DESCRIPTION OF THE TASK: Write out only the tail of the records, beginning at the line containing "Indicate every instance of the ocean" and including the last line, exactly as written.

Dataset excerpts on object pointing
"""

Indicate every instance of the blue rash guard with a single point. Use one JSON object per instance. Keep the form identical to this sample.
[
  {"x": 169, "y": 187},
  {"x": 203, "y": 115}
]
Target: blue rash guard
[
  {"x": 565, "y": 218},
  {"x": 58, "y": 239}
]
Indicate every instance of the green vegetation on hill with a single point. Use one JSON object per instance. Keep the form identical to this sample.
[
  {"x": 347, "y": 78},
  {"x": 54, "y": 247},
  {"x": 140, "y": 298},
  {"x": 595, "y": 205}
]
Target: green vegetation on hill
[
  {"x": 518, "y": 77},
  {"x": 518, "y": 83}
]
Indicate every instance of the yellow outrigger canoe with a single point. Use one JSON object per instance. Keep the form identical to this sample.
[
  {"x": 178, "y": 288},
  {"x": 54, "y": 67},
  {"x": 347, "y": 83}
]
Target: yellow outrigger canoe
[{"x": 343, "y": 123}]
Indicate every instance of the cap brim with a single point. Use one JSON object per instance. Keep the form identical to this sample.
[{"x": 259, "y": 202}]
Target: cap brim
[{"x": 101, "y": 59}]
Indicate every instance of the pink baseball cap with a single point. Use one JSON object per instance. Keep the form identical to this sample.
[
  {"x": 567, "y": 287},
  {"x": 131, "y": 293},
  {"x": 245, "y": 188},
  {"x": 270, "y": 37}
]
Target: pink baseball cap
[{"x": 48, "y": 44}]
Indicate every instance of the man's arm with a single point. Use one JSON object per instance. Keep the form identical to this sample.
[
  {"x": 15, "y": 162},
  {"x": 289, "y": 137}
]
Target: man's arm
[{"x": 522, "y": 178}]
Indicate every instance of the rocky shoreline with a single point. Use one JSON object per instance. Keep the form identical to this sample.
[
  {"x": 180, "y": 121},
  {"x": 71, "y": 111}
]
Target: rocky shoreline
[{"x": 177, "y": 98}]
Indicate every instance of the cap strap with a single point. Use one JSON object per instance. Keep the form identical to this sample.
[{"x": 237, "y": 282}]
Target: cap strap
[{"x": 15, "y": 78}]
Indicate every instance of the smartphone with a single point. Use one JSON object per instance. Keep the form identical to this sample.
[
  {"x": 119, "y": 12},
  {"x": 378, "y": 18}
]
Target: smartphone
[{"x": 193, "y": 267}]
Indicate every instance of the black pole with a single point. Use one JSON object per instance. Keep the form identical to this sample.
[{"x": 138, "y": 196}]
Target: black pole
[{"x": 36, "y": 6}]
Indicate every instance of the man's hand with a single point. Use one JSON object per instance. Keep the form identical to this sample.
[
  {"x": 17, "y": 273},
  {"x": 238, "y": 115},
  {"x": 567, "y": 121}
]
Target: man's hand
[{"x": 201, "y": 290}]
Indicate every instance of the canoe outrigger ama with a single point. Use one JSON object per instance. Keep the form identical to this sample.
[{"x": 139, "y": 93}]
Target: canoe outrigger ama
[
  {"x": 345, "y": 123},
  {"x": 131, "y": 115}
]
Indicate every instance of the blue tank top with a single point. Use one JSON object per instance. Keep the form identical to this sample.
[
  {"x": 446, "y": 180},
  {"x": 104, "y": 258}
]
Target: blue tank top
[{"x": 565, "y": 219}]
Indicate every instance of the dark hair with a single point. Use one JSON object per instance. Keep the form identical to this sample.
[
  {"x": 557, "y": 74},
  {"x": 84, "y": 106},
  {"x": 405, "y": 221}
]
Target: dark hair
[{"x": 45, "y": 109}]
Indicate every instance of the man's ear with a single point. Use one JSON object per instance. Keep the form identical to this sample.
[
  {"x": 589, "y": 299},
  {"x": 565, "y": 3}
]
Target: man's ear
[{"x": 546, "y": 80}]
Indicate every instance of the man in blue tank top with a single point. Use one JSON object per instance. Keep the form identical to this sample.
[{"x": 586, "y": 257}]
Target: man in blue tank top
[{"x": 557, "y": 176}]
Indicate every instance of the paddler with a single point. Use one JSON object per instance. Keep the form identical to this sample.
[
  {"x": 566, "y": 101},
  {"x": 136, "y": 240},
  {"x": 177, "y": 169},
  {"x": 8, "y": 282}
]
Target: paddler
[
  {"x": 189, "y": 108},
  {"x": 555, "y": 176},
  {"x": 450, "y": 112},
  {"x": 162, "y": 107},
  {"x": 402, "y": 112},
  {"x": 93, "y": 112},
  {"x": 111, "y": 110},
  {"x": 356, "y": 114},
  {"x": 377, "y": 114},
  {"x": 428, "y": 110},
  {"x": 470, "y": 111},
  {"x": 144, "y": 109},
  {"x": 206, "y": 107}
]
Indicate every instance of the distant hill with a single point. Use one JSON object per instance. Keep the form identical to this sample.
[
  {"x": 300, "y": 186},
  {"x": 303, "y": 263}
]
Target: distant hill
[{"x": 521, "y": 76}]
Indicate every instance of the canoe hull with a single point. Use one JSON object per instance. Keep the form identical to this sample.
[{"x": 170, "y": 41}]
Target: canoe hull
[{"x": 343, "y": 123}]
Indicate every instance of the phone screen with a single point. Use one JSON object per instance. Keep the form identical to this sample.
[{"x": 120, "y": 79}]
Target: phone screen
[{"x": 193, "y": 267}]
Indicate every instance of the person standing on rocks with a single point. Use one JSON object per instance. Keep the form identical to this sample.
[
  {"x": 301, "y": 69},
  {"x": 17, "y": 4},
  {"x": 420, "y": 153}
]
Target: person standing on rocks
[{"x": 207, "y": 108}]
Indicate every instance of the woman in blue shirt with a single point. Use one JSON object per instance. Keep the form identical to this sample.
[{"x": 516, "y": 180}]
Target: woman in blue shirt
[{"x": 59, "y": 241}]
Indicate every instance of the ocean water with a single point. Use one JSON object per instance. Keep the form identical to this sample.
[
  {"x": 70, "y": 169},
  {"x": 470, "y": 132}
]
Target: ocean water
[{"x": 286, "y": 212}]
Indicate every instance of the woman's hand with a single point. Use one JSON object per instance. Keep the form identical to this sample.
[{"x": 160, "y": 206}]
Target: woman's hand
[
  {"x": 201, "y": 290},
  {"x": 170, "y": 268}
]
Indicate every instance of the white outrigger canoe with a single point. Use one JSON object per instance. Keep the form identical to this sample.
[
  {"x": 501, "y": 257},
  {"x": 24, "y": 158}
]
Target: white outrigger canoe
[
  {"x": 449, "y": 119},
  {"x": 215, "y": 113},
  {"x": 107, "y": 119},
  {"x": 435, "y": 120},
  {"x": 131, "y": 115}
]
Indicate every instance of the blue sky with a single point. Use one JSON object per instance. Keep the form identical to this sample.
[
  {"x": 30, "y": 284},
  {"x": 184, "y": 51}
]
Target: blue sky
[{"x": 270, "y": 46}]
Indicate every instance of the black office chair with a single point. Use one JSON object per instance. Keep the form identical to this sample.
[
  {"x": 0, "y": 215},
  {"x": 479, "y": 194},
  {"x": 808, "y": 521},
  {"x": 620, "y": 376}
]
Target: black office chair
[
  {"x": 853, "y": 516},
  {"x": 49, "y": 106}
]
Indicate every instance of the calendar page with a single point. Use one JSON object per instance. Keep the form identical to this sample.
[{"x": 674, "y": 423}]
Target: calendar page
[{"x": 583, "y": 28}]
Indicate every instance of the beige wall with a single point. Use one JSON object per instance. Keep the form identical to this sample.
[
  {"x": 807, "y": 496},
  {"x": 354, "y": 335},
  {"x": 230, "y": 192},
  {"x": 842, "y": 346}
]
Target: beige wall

"""

PROBLEM SOLUTION:
Indicate every instance of the ocean water with a single point. Use one JSON object per instance. Keep the form identical to this sample.
[
  {"x": 70, "y": 169},
  {"x": 470, "y": 132}
]
Target: ocean water
[{"x": 286, "y": 212}]
Indicate every instance of the woman's hand with a single point. Use one JSON object per instance. Keep the form identical to this sample.
[{"x": 160, "y": 206}]
Target: woman's hand
[
  {"x": 201, "y": 290},
  {"x": 170, "y": 268}
]
Indicate every instance of the white outrigger canoe with a single point. Use one JSON object per instance. Keep the form identical to this sample.
[
  {"x": 501, "y": 257},
  {"x": 24, "y": 158}
]
Target: white outrigger canoe
[
  {"x": 449, "y": 119},
  {"x": 215, "y": 113},
  {"x": 107, "y": 119},
  {"x": 435, "y": 120},
  {"x": 131, "y": 115}
]
Indicate every instance of the blue sky with a single point. Use one JSON object per instance. Keep the form identical to this sample.
[
  {"x": 30, "y": 284},
  {"x": 184, "y": 51}
]
Target: blue sky
[{"x": 270, "y": 46}]
Indicate every instance of the black office chair with a single point. Use one JSON object per instance. Keep the form identical to this sample.
[
  {"x": 0, "y": 215},
  {"x": 479, "y": 194},
  {"x": 808, "y": 521},
  {"x": 620, "y": 376}
]
Target: black office chair
[
  {"x": 853, "y": 516},
  {"x": 49, "y": 106}
]
Indicate every instance of the calendar page with a single point. Use one JSON object per instance. Keep the form identical to this sample.
[{"x": 674, "y": 423}]
Target: calendar page
[{"x": 583, "y": 28}]
Indicate every instance of the beige wall with a single point. Use one JSON object per instance. Keep the form identical to this sample.
[
  {"x": 807, "y": 496},
  {"x": 354, "y": 335},
  {"x": 230, "y": 192},
  {"x": 842, "y": 346}
]
Target: beige wall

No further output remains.